Given instruction:
In the entries below, could you reproduce word for word the lines from the one containing "Detect sky across the entire image." through the one containing "[79,21,110,39]", and nothing else?

Records provided:
##########

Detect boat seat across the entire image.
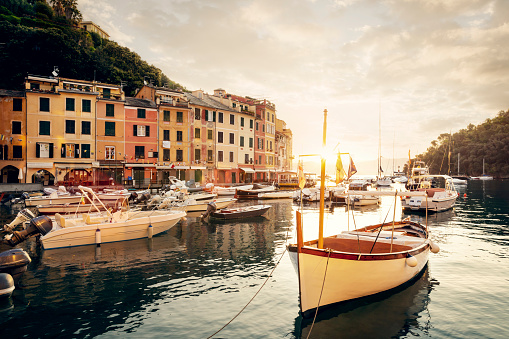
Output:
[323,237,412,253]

##########

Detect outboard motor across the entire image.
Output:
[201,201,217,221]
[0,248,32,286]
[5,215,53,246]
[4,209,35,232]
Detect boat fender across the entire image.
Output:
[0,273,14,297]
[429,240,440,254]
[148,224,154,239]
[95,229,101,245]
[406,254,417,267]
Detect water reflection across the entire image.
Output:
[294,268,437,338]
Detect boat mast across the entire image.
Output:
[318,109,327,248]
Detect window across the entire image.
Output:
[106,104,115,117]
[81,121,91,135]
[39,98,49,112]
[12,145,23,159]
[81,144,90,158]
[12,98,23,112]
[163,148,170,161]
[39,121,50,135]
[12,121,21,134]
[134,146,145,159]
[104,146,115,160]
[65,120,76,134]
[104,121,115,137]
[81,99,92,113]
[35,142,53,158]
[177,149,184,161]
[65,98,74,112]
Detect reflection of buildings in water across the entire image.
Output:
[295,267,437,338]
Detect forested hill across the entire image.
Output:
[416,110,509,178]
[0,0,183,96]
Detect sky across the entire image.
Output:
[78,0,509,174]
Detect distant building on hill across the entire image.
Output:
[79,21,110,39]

##########

Expected output:
Detect sky across the entire image.
Output:
[78,0,509,174]
Detect distant building on hill across the entire image.
Output:
[79,21,110,39]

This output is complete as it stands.